> _TEXTE FOURNI_
_ _ _ _ _

2.1.1. L'expérience phénoménologique
face à la logique
« Il n'y a pas de pensée logique sans fondement
matériel35 » [Notre traduction]. Le monde dont nous
faisons l'expérience à chaque instant n'a rien de personnel, on
le considère comme le monde commun. C'est l'utilisation commune de la
copule être : Il est. Nous embrassons le monde et nous
l'appelons réalité, non pas réalité pour
Je, ni pour les hommes mais pour nous en tant qu'homme. Dans cette
expérience du monde tel qu'il nous apparaît, nous sommes les
spectateurs de la réalité, mais dans ce faire nous n'analysons
pas les objets particuliers.
Nous cherchons « l'aperçu
général36 » [Notre traduction]. Le constat de
Husserl est alors le suivant : « L'aperçu général
contemplé s'applique indépendamment de l'être du
particulier37 ». [Notre traduction]. Lorsque nous observons la
généralité de la réalité,
l'intérêt de l'existence des objets particuliers n'a plus
d'importance. La réalité en ce sens n'est pas constituée
dans l'intuition par des milliers d'objets donateurs de sens, qui forment ce
qu'on appelle le monde commun. Notre regard est alors porteur d'une
volonté d'unifier fondamentalement le flux total d'informations transmis
par le monde.

_ _ _ _ _

> _ÉNONCÉ DE L'EXERCICE_
Reproduisez à l'identique le passage du texte sur l'expérience phénoménologique qui commence par « 2.1.1. L'expérience phénoménologique » et se poursuit jusqu'à « les objets particuliers. ».

> _EXTRAIT DES DONNÉES_
_ _ _ _ _

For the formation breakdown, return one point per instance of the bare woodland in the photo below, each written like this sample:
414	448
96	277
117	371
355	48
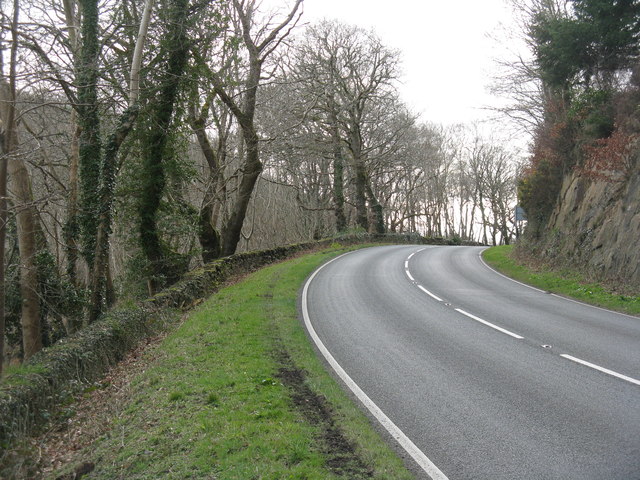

_ _ _ _ _

> _RÉPONSE ATTENDUE_
2.1.1. L'expérience phénoménologique
face à la logique
« Il n'y a pas de pensée logique sans fondement
matériel35 » [Notre traduction]. Le monde dont nous
faisons l'expérience à chaque instant n'a rien de personnel, on
le considère comme le monde commun. C'est l'utilisation commune de la
copule être : Il est. Nous embrassons le monde et nous
l'appelons réalité, non pas réalité pour
Je, ni pour les hommes mais pour nous en tant qu'homme. Dans cette
expérience du monde tel qu'il nous apparaît, nous sommes les
spectateurs de la réalité, mais dans ce faire nous n'analysons
pas les objets particuliers.